* **Fragmento**
━━━━━━━━━━━━━━━━━━━━━━━━━━━━━━
Domingo 3 del tiempo ordinario (A)
Cuando Pedro y su hermano Andrés, abandonando cuanto tenían, le siguieron,
incurrían en un riesgo enorme. En sus mismos días, habían venido otros
profetas, presentándose como el Mesías, y muchos les habían seguido,
simplemente para caer posteriormente en la cuenta de que habían sido inducidos
a error y que se habían equivocado. ¡En cierta manera, puede decirse que los
discípulos tuvieron suerte! Aquél a quien siguieron era en verdad el Mesías.
Y tal fue la alegría de haber realizado una buena elección que más
tarde, recordando el momento de su primera llamada, lo embellecieron. Cada uno
de ellos lo narra a su manera, describiendo un contexto diferente. Todos tienden
a dar la impresión de que la respuesta fue inmediata y definitiva. En realidad
sabemos por el resto del Evangelio, que hesitaron considerablemente y que no
abandonaron sus ocupaciones más que tras la Resurrección. Pero al unir en la
lejanía los diversos sucesos en un único episodio, subrayan el punto esencial,
que es el poder que tiene el llamamiento de Dios, una vez que ha sido
reconocido y aceptado, de movilizar todas las energías humanas.
Ese modo de llamada de sus discípulos por parte de Jesús es
característico del nuevo estilo adoptado por el joven rabino que era Jesús. No
reúne a sus discípulos en torno a si como lo hacían determinados rabinos
contemporáneos y directores de escuelas. No será un profesor pavoneándose en su
cátedra, con una turba ferviente de discípulos a sus pies. Será más bien un
rabino itinerante, que viajará constantemente hacia los pobres y los
extraviados. A sus discípulos no les pedirá oídos benévolos o una mirada
entusiasta, sino más bien la voluntad de ponerse en camino y de ir ante los
demás, el coraje de encontrarse con el otro o la otra allí donde se halle, en
las fronteras más alejados. La Evangelización no será un asunto de círculos
cerrados reunidos en un conjunto común de creencias en torno a una mismo
maestro. Consistirá en salir de uno mismo para ir al encuentro del otro.
Es importante escuchar este mensaje cuando concluye la Semana de
Oración por la Unidad de los Cristianos. Mantenemos demasiado fácilmente la
tendencia a identificar la Iglesia con el Reino de Dios. En el Evangelio, Jesús
hace una distinción muy clara entre ambos. Todo ser humano, sin distinción
alguna, se ve llamado a entrar en el Reino de Dios. Pero tan sólo un pequeño
número se ve llamado a ser, frente al resto del mundo, Sus testigos y testigos
de su Mensaje. Todos ellos son Iglesia. Y la misión de la Iglesia no consiste
en preocuparse por el número de sus miembros, o tener interés alguno en que
vengan todos a llenar sus filas. La misión de la Iglesia consiste en ayudar a
todo ser humano a entrar en el reino de Dios. Probablemente la Iglesia seguirá
siendo siempre pequeña. El Reino de Dios, a cuyo servicio se halla la Iglesia,
ha de ser universal.
━━━━━━━━━━━━━━━━━━━━━━━━━━━━━━
* **Material**

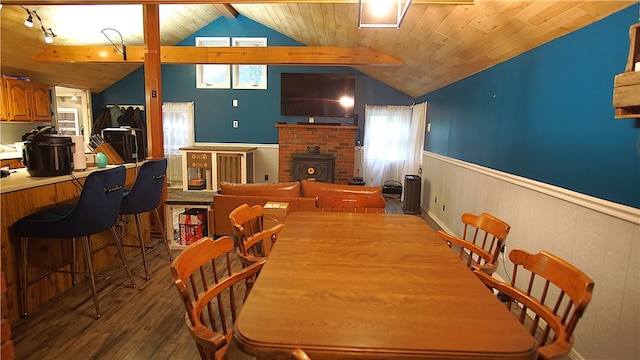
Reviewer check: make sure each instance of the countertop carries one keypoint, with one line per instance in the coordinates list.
(21, 180)
(10, 155)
━━━━━━━━━━━━━━━━━━━━━━━━━━━━━━
* **Tarea**
Copia sin cambiar nada del texto sobre la llamada de los discípulos todo lo que va desde "Domingo 3 del" hasta "verdad el Mesías.".

* **Respuesta**
Domingo 3 del tiempo ordinario (A)
Cuando Pedro y su hermano Andrés, abandonando cuanto tenían, le siguieron,
incurrían en un riesgo enorme. En sus mismos días, habían venido otros
profetas, presentándose como el Mesías, y muchos les habían seguido,
simplemente para caer posteriormente en la cuenta de que habían sido inducidos
a error y que se habían equivocado. ¡En cierta manera, puede decirse que los
discípulos tuvieron suerte! Aquél a quien siguieron era en verdad el Mesías.